JOB:
Repeat the items below word for word, from the line with "Can you find the tail" to the line with "[502,562,568,604]", both lines included.

STORED RECORDS:
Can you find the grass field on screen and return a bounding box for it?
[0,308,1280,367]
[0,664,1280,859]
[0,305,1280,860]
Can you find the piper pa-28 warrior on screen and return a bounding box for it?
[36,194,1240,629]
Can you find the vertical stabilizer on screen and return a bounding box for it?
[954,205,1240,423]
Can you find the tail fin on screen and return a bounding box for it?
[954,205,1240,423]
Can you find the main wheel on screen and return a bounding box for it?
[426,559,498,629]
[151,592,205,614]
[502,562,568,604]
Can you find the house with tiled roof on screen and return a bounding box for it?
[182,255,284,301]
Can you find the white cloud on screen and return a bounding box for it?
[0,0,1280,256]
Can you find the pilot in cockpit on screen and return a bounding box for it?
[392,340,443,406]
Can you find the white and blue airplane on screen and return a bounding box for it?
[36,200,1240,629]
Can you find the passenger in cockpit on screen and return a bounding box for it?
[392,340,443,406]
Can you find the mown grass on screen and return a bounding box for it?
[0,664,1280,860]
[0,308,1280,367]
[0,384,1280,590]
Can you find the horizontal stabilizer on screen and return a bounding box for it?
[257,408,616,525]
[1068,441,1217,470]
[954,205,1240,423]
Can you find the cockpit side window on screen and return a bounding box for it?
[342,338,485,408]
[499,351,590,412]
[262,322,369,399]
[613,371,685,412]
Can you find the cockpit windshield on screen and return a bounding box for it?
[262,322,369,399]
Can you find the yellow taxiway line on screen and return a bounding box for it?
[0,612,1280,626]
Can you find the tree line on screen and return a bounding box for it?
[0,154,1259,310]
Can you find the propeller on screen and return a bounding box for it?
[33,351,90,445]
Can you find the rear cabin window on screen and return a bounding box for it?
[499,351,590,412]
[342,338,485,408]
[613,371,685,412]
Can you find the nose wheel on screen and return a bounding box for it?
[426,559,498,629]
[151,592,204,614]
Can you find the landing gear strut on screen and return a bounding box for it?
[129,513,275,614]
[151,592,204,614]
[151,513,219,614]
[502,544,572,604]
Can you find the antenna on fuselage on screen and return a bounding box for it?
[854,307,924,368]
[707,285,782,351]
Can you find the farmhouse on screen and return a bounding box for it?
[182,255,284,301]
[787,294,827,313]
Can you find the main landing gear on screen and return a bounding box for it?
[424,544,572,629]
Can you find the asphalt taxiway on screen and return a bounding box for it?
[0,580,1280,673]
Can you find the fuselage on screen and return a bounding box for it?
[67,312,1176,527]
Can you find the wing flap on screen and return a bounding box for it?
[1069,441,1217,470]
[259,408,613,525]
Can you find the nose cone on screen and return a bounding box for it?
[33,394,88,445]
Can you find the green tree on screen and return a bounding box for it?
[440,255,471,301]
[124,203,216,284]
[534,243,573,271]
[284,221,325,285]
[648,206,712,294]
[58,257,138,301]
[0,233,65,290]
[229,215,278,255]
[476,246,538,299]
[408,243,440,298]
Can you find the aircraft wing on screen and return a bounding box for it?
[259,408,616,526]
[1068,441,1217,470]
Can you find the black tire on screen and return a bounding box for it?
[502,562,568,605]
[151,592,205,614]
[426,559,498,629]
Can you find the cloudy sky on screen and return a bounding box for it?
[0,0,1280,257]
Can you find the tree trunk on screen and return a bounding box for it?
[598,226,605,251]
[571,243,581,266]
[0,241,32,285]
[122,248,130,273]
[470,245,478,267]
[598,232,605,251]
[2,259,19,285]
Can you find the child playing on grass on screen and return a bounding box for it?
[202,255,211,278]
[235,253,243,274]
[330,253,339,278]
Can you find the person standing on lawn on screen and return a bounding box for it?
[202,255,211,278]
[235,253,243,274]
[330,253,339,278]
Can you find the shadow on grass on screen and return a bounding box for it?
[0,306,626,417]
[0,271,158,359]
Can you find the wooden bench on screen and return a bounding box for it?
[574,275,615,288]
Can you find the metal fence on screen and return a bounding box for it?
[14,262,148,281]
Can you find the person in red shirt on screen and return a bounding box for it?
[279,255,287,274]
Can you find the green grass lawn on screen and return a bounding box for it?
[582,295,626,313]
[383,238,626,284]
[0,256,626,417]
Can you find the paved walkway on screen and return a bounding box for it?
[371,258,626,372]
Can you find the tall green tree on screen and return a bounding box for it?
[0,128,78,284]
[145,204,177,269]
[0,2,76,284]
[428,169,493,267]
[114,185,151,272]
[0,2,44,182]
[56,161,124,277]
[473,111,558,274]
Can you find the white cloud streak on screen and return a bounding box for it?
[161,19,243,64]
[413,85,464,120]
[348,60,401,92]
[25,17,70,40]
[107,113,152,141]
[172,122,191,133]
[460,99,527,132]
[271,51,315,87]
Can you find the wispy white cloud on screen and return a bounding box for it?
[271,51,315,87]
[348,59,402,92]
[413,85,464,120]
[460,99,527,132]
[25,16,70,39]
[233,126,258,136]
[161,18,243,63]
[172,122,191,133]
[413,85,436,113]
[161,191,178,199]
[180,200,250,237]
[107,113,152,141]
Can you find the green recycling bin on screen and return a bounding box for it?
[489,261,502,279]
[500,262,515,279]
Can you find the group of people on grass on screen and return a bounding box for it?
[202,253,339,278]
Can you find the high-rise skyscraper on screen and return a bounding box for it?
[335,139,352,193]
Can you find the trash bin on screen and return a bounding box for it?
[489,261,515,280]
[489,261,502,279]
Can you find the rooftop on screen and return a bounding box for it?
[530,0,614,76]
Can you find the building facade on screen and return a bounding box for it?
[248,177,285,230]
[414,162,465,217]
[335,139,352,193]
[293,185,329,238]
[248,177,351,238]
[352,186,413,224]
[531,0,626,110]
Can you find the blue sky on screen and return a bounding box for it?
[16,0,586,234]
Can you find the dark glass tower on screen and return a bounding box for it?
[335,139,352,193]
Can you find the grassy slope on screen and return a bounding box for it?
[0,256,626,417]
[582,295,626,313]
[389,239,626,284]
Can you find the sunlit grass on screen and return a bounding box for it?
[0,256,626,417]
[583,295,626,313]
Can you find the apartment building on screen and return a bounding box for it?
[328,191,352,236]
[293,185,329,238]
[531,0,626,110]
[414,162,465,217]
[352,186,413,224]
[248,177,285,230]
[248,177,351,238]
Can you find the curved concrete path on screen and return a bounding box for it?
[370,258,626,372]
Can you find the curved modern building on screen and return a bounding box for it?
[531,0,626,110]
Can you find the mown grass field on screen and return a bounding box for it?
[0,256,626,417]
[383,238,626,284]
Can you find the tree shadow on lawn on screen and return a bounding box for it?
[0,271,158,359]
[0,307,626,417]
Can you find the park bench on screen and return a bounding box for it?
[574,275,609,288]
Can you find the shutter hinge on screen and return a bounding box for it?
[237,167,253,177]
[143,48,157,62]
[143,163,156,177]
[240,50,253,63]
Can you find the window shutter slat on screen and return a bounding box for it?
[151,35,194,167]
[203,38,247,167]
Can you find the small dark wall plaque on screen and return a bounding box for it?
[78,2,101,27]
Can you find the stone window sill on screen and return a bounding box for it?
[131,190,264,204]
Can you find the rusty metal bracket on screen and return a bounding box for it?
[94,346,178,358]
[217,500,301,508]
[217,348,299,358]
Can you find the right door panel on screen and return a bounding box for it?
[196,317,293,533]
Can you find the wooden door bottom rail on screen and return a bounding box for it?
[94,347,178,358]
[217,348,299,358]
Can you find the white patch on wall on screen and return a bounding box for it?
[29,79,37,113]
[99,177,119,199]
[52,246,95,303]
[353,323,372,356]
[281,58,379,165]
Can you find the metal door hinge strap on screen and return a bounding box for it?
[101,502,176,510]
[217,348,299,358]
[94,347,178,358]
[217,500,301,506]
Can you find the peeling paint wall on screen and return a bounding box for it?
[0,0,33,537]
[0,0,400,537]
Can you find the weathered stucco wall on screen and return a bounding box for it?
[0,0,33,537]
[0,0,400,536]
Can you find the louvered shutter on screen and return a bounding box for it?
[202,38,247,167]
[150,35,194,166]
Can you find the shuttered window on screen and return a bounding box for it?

PROBLEM SOLUTION:
Can you find the tail fin on screen and return a bounding box for it?
[954,205,1240,423]
Can you find the main wheel on screen and return a bounding box for it?
[426,559,498,629]
[151,592,205,614]
[502,562,568,604]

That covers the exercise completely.